* **TASK GOAL**
Rewrite this listing in full, changing every "camouflage" to "camo" and leaving everything else as it is.

* **TASK MATERIAL**
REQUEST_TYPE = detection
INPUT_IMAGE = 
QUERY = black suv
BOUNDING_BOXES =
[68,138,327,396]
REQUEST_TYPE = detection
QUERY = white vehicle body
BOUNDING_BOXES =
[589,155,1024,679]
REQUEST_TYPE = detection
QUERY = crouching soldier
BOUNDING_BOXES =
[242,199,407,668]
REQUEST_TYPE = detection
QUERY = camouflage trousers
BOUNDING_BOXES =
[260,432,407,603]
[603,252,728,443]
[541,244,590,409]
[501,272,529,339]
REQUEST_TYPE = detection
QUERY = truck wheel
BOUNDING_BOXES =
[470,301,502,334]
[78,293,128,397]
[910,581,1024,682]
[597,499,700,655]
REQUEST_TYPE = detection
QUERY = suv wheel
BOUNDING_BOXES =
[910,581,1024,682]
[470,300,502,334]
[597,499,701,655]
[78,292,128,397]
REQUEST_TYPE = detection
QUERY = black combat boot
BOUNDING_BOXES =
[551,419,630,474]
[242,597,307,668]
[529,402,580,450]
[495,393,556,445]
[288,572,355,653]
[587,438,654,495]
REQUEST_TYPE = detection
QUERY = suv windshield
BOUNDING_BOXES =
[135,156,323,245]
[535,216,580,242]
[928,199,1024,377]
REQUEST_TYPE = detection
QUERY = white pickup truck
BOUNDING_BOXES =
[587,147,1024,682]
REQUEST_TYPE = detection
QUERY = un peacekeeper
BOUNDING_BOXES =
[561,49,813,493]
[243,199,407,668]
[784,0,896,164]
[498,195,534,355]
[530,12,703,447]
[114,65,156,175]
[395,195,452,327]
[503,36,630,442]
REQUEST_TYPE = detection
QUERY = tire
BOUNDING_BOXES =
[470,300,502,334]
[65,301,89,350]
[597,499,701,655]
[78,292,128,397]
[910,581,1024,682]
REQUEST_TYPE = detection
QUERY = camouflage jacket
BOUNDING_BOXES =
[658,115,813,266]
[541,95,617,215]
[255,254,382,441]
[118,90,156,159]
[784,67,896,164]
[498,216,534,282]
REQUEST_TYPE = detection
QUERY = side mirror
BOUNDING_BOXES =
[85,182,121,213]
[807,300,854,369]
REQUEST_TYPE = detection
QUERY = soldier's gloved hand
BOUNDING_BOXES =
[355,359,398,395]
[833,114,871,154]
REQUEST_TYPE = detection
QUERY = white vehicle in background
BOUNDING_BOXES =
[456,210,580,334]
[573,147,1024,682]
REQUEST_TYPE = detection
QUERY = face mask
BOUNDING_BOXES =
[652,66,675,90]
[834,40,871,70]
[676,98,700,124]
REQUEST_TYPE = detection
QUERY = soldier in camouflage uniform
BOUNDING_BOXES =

* **OUTPUT OF THE TASK**
REQUEST_TYPE = detection
INPUT_IMAGE = 
QUERY = black suv
BOUNDING_BOXES =
[68,138,327,396]
REQUEST_TYPE = detection
QUERY = white vehicle body
BOUNDING_BOXES =
[589,155,1024,679]
REQUEST_TYPE = detection
QUERY = crouching soldier
BOUNDING_BOXES =
[242,199,407,668]
REQUEST_TYPE = detection
QUERY = camo trousers
BOUNDING_BOXES =
[260,432,407,603]
[603,252,728,443]
[541,244,590,409]
[501,272,529,339]
REQUEST_TYPE = detection
QUERY = truck wheel
BOUNDING_BOXES =
[470,301,502,334]
[78,293,128,397]
[910,581,1024,682]
[597,499,700,655]
REQUEST_TYPE = detection
QUERY = suv wheel
BOUNDING_BOXES =
[910,581,1024,682]
[470,300,502,334]
[597,499,701,655]
[78,292,128,397]
REQUEST_TYPE = detection
QUERY = black combat boot
BOUNDING_BOXES =
[551,419,630,474]
[242,597,307,668]
[529,402,580,450]
[495,393,556,445]
[288,572,355,653]
[587,438,654,495]
REQUEST_TYPE = detection
QUERY = suv windshield
BOUNDING_BOXES =
[135,156,323,245]
[535,216,580,242]
[928,199,1024,377]
REQUEST_TYPE = detection
QUERY = white pickup truck
BOUNDING_BOXES =
[587,147,1024,682]
REQUEST_TYPE = detection
QUERY = un peacekeeper
BOUNDING_BOXES =
[561,49,813,493]
[243,199,407,668]
[784,0,896,164]
[498,195,534,355]
[530,12,703,447]
[114,65,156,175]
[395,195,452,327]
[503,36,630,442]
REQUEST_TYPE = detection
QUERY = tire
BOUNDING_BOXES =
[470,300,502,334]
[65,301,89,350]
[597,499,701,655]
[78,292,128,397]
[910,581,1024,682]
REQUEST_TYPE = detection
QUERY = camo jacket
BOUNDING_BOXES =
[658,115,813,266]
[541,95,617,215]
[255,254,382,441]
[118,90,156,159]
[784,67,896,164]
[498,216,534,282]
REQUEST_TYPE = detection
QUERY = side mirror
BOUNDING_BOXES =
[85,182,121,213]
[807,300,854,369]
REQUEST_TYPE = detection
QUERY = soldier's gloved hand
BOUNDING_BOXES =
[355,359,398,395]
[833,114,871,154]
REQUEST_TYPE = detection
QUERY = white vehicle in background
BOUNDING_BOXES =
[456,210,580,334]
[573,147,1024,682]
REQUEST_TYPE = detection
QUERY = face mask
BOUNDING_BOXES =
[652,66,675,90]
[834,40,871,70]
[676,98,700,124]
REQUEST_TYPE = detection
QUERY = soldier in camo uniform
BOUNDING_BOXES =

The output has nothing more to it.